-- Start of Source --

Through Herald we purchased the Guided Tour By Quad (2:30 hours) and highly recommend it — but be aware that on Sundays, this tour does not include the visit to the fruit plantation and the agricultural secondary school of Moorea. Also, a driver’s license is required. The tour felt very personalized as there were only two couples including us, and our tour guide was witty, good-natured and knowledgeable. Plenty of photo-ops and time to take in the sights at each stop. The island of Moorea is just stunning — rugged mountain peaks, dense foliage and stunning vistas; I still can't get over all the sights.
We would love to have done the Humpback Whale Swim Tour (available from mid-August through October only) as we saw incredible pics from people we met at the hotel.

From Moorea, we flew to Huahine, on a 35 mins Air Tahiti flight. 


Lenght of stay: 2 nights
Hotel: Maitai Lapita Village

Room type: Premium Lake Bungalow 

Meal plan: Daily breakfast and 2-course dinner for two people 

The Maitai Lapita has recently been refurbished, the rooms are comfortable, spacious and clean. The exterior is build in the traditional style of the Ma’ohi people and surrounded by beautiful gardens and lakes. The staff is limited and there is no bellboy so you have to wheel your luggage to your bungalow - not a big deal. There is a small museum in the premises which is very interesting, since the resort was built on the site of an ancient village and the structure reflect the art and culture of the original settlement. The restaurant has a pleasant view of the pool and beach area. Maitai Lapita offers a very basic breakfast but serves tasty dishes for dinner. Cocktails are fine. There is a small swimming pool and a nice beach where you can snorkel and use the kayaks free of charge. The internet only works in the reception area.
There is plenty to do on this luscious and largely undeveloped island surrounded by dense vegetation, abundant vegetable and fruit crops as well as magnificent gardens. Huahine is a wild, untamed island where discovering the whole island by scooter, car, bike or tours is a must. There are only two resorts in the island. 

Huahine Tours:

We rented a scooter on our first day and saw the whole island in 4 hours, with stops on the most interesting points like the archeological remains of ancient temples; the ancient fish traps built from coral blocks; the sacred blue-eyed eels and the Belvédère on the cross-island road with a view of the beautiful Maroe Bay. The scooter rental place is walking distance from Maitai Lapita.
On the second day we had arranged, through Herald, a 4x4 Poe Island Tour which was good because they took us to a fascinating cultured pearl farm and a vanilla plantation.

From Huahine, we flew on a 20 minute Air Tahiti flight to Raiatea in order to get to our next stop, Taha’a. 


Lenght of stay: 3 nights

Hotel: Le Tahaa Island Resort & Spa

Room type: Overwater Suite Tahaa View 

Meal plan: Daily breakfast for two people and 3-course dinner for one person (to share)

Since there is no airport in Taha’a, we landed at its larger and more developed neighboring island, Raiatea — both islands share the same lagoon and are surrounded by the same coral reefs. Once we arrived in Raiatea, our hotel water taxi was waiting to take us to Le Taha’a Island Resort, part of the Relais & Châteaux group. The trip takes about 35 minutes but it goes fast. The water, sunlight and green of the island vegetation is just stunning and off in the distance you can see the jagged peaks of Bora Bora.

-- End of Source --

Jobs
**a.** From the travel account above, set down everything from "There is plenty" down to "from Maitai Lapita.".
**b.** Answer these questions using the travel account above:
(i) How long was the Air Tahiti flight from Moorea to Huahine?
(ii) Where does the internet work at the Maitai Lapita?
(iii) About how long does the water taxi trip from Raiatea to Le Taha'a Island Resort take?

-- Start of Data extract --

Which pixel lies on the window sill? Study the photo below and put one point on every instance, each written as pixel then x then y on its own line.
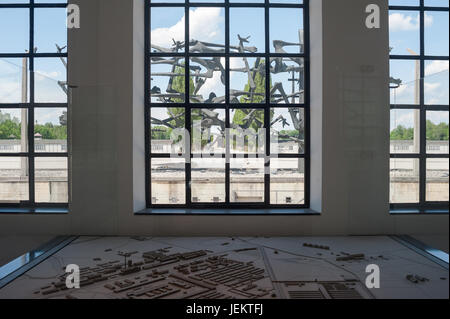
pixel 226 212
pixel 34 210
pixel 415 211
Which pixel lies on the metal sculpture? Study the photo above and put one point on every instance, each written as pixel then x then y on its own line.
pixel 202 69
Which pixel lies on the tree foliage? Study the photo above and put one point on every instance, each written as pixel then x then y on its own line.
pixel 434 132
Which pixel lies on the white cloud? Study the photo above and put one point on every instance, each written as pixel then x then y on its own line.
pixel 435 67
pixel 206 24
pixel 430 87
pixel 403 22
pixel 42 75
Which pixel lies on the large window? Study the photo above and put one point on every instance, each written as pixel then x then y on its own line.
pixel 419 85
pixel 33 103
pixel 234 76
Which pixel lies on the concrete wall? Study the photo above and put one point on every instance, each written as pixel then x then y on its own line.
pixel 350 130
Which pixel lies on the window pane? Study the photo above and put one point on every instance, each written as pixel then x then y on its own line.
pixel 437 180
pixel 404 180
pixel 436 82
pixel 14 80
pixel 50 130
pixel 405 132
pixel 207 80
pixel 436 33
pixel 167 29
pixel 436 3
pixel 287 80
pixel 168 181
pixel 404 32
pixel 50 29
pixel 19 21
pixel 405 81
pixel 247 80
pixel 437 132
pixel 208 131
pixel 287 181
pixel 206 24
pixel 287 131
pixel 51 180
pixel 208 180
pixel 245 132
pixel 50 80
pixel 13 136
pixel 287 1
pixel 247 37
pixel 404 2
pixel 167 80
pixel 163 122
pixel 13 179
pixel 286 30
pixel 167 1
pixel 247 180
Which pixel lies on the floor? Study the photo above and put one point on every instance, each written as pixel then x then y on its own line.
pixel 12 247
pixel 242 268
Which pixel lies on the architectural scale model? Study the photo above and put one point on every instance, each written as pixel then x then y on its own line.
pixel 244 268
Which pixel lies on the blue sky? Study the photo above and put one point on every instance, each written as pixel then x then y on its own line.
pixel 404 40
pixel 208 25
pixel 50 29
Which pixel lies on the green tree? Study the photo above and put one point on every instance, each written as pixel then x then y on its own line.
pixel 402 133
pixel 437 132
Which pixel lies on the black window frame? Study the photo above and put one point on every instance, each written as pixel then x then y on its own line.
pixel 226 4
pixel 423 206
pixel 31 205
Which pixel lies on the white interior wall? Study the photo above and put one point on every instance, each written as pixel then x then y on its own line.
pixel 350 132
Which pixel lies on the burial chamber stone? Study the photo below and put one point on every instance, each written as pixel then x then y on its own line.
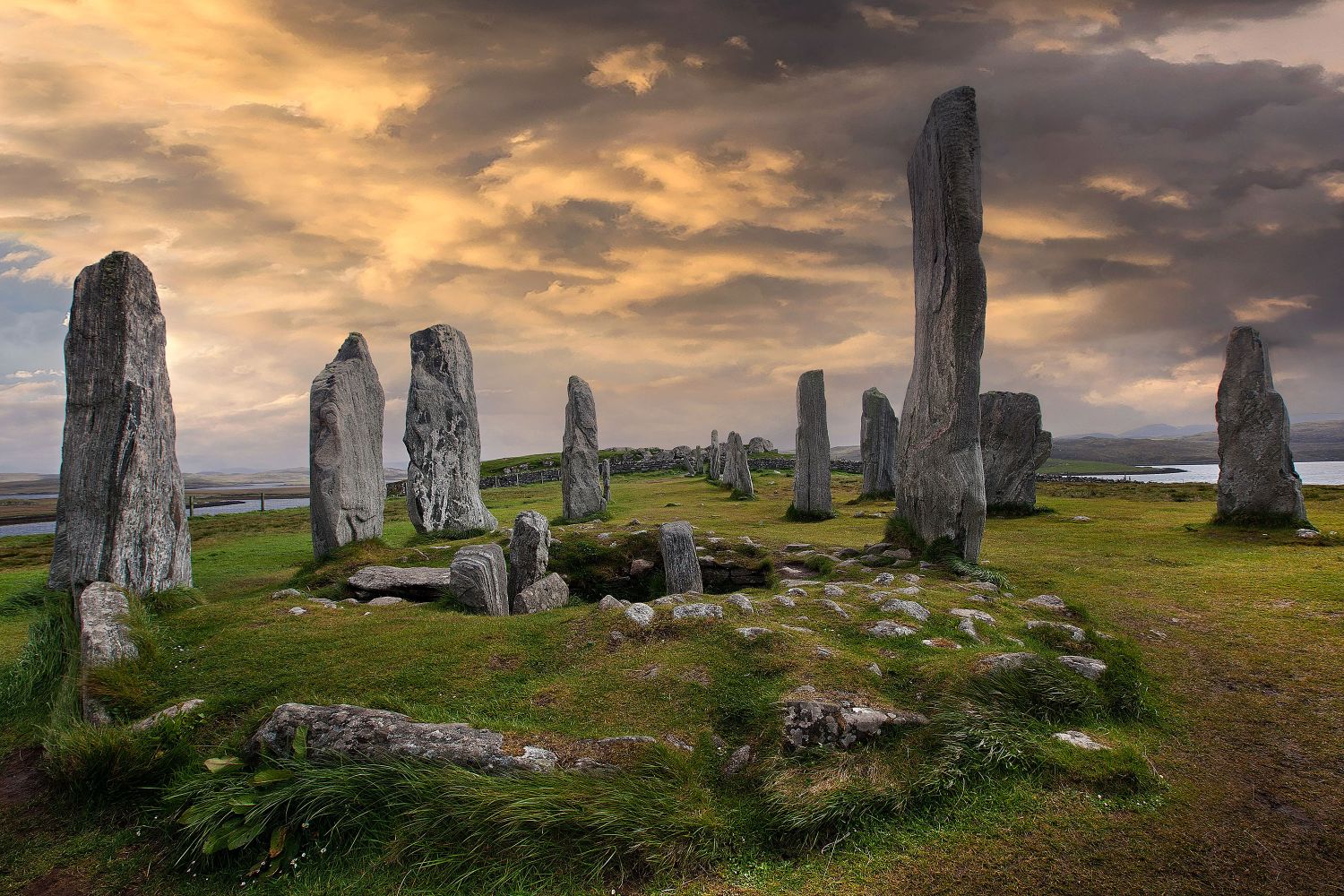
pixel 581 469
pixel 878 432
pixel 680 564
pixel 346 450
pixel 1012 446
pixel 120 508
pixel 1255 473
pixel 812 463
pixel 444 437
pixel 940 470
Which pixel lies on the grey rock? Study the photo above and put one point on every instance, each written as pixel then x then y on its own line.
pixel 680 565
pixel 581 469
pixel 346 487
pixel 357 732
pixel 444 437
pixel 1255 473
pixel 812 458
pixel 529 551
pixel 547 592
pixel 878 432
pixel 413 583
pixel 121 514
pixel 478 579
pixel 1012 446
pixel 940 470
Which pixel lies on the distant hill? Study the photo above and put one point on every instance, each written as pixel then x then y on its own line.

-- End of Data extract --

Exercise responses
**a.**
There is plenty to do on this luscious and largely undeveloped island surrounded by dense vegetation, abundant vegetable and fruit crops as well as magnificent gardens. Huahine is a wild, untamed island where discovering the whole island by scooter, car, bike or tours is a must. There are only two resorts in the island. 

Huahine Tours:

We rented a scooter on our first day and saw the whole island in 4 hours, with stops on the most interesting points like the archeological remains of ancient temples; the ancient fish traps built from coral blocks; the sacred blue-eyed eels and the Belvédère on the cross-island road with a view of the beautiful Maroe Bay. The scooter rental place is walking distance from Maitai Lapita.

**b.**
(i) 35 minutes
(ii) Only in the reception area
(iii) About 35 minutes